**Task instructions**
Word for word, repeat all of the entries below.

**Supplied information**
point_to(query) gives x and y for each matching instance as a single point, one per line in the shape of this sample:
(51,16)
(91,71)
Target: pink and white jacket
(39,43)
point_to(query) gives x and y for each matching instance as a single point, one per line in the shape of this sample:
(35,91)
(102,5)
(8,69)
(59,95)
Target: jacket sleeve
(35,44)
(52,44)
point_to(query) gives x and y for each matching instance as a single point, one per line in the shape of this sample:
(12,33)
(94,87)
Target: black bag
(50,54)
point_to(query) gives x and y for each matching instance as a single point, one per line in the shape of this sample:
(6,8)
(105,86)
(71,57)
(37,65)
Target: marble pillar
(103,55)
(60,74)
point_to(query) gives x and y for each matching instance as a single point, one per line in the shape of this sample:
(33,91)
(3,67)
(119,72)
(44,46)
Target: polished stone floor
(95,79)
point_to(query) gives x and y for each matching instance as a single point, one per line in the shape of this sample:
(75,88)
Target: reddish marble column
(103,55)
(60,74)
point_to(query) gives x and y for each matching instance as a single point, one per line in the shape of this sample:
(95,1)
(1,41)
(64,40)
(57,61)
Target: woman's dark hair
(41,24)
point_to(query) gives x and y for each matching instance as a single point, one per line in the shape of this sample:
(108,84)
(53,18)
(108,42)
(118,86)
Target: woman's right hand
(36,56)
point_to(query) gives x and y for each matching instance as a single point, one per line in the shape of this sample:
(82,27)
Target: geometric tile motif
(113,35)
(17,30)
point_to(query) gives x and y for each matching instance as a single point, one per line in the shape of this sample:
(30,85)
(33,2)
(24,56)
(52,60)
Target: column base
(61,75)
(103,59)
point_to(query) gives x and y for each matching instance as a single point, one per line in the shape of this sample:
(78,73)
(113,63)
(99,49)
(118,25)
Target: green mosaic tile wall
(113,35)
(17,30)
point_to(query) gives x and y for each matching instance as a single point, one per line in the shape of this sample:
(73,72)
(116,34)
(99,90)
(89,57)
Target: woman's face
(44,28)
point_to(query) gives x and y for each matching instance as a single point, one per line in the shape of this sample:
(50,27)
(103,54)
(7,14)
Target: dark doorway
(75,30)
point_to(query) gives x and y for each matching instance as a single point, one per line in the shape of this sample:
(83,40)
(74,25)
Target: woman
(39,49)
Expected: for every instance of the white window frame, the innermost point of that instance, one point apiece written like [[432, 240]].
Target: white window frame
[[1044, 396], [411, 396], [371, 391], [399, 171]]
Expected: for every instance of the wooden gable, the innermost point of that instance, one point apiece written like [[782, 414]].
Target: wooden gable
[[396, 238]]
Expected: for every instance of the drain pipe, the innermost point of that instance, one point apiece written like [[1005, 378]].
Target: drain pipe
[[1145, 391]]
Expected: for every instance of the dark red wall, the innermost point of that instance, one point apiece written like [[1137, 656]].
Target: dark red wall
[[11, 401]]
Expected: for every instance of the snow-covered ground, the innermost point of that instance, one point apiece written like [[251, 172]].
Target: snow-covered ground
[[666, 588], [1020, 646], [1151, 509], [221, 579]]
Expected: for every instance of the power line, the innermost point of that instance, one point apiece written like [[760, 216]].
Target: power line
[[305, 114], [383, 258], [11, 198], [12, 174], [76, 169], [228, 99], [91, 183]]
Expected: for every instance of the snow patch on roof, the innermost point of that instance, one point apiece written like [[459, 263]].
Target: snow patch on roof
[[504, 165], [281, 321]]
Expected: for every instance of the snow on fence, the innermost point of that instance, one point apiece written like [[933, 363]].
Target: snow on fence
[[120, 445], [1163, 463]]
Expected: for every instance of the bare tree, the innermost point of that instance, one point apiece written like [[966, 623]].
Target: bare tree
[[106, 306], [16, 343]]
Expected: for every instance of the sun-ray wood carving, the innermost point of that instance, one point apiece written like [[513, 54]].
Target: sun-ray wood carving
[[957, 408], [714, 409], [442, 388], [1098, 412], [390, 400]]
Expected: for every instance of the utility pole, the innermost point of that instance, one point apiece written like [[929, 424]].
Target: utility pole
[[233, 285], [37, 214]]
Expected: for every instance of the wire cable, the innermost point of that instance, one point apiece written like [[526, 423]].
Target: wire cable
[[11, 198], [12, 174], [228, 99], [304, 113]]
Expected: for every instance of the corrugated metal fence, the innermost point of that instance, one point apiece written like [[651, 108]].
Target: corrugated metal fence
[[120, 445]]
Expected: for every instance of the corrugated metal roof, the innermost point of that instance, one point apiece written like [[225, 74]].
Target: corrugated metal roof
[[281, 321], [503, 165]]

**Answer box**
point_to(query) gives x and y for each matching instance as a single point, one per line in the shape of this sample:
(51,16)
(91,71)
Target: pink and white jacket
(39,43)
point_to(query) gives x and y for each matching instance as a single point, one per line in the shape of this sample:
(35,91)
(102,5)
(8,69)
(59,95)
Target: jacket sleeve
(35,44)
(52,44)
point_to(query) gives x and y for each matching instance as a single point, one per line in the shape of this sample:
(12,33)
(94,87)
Target: black bag
(50,54)
point_to(query) gives x and y for each matching instance as a single point, one per line in the shape of this sample:
(6,8)
(105,86)
(71,57)
(37,65)
Target: marble pillar
(103,55)
(60,74)
point_to(query) gives x and y for each matching instance as a single point, one per line in the shape of this sample:
(33,91)
(3,67)
(119,72)
(44,46)
Target: polished stone floor
(95,79)
point_to(query) gives x and y for each matching instance as a single point, one per line in the shape of this sample:
(75,88)
Target: reddish marble column
(103,55)
(60,74)
point_to(query) gives x and y for each matching instance as a single point, one per line in the shape of this sample:
(95,1)
(1,41)
(64,40)
(57,61)
Target: woman's dark hair
(41,24)
point_to(query) gives x and y for each matching instance as a single point, one per line in the shape of this sample:
(108,84)
(53,18)
(108,42)
(118,86)
Target: woman's right hand
(36,56)
point_to(query) gives x and y for each matching instance as a single point, one per line in the shape of this sample:
(82,27)
Target: geometric tile motif
(113,35)
(17,30)
point_to(query) gives x and y for each matching instance as a single point, one per line in the shape of this sample:
(30,85)
(33,2)
(24,56)
(52,60)
Target: column base
(61,75)
(103,59)
point_to(query) gives x and y for each matching instance as a single point, one per line in the shape of this sample:
(78,73)
(113,63)
(99,49)
(118,25)
Target: green mosaic tile wall
(113,35)
(17,30)
point_to(query) gives x and y for each matching instance as a single point, one per line in the shape of this sample:
(73,72)
(116,34)
(99,90)
(89,57)
Target: woman's face
(44,28)
point_to(query) gives x and y for each matching instance as a single point, one per line in the shape of this sample:
(50,27)
(103,54)
(7,14)
Target: dark doorway
(75,30)
point_to(query) gives x and y for each matching instance as a single point, one per line in the shape of this sample:
(83,40)
(74,25)
Target: woman
(39,49)
Expected: for every instance of the white window frame, the innermost point of that instance, one point apiece written like [[432, 240]].
Target: white window frame
[[1044, 396], [411, 396], [371, 391], [399, 171]]
Expected: for every instance of the wooden gable, the innermost point of that instance, one point apiece written like [[782, 414]].
Target: wooden gable
[[396, 238]]
Expected: for every instance of the drain pipe, the innermost point of that instance, one point apiece written like [[1005, 378]].
Target: drain pipe
[[1145, 391]]
Expected: for every instance of the dark red wall, the innermost point of that instance, one point apiece written like [[1137, 656]].
Target: dark red wall
[[11, 401]]
Expected: for every instance of the snow-covered ground, the innermost point of that instance, one point apiece written like [[251, 172]].
Target: snow-covered ground
[[666, 588], [1020, 646], [1151, 509], [221, 579]]
Expected: for every instance of the power line, the innermost point of that instance, one point apiece written like [[760, 216]].
Target: power line
[[305, 114], [383, 258], [11, 198], [12, 174], [76, 169], [228, 99], [91, 183]]
Expected: for every instance of the snow patch on roof, the innermost point of that instance, one point apiece written like [[459, 263]].
Target: snow patch on roof
[[504, 165], [281, 321]]
Expected: for every instance of the snow on fence, the innermost point of that instance, one point apiece written like [[933, 363]].
Target: snow on fence
[[120, 445], [1163, 463]]
Expected: for every instance of the bare tree, the innermost point of that instance, one point apiece written like [[966, 623]].
Target: bare tree
[[106, 306], [16, 343]]
Expected: for every instance of the sun-ray wood carving, the innermost point of that instance, one point apiece written like [[513, 54]].
Target: sun-ray wood carving
[[957, 408], [714, 409], [442, 388], [1098, 412], [390, 400]]
Expected: for every instance of the utility pole, the innermost point of that instance, one point apiece written like [[929, 424]].
Target: utility pole
[[233, 285], [37, 214]]
Expected: for every instance of the wire cable, the innermost point of that instance, one point apiece written like [[526, 423]].
Target: wire cable
[[11, 198], [12, 174], [228, 99], [304, 113]]
Expected: for every instance of the corrugated metal fence, the innermost point of that instance, one point apiece written like [[651, 108]].
Target: corrugated metal fence
[[120, 445]]
Expected: for every instance of the corrugated metal roof, the innermost point of that instance, one point apiece written like [[225, 74]].
Target: corrugated metal roof
[[281, 321], [503, 165]]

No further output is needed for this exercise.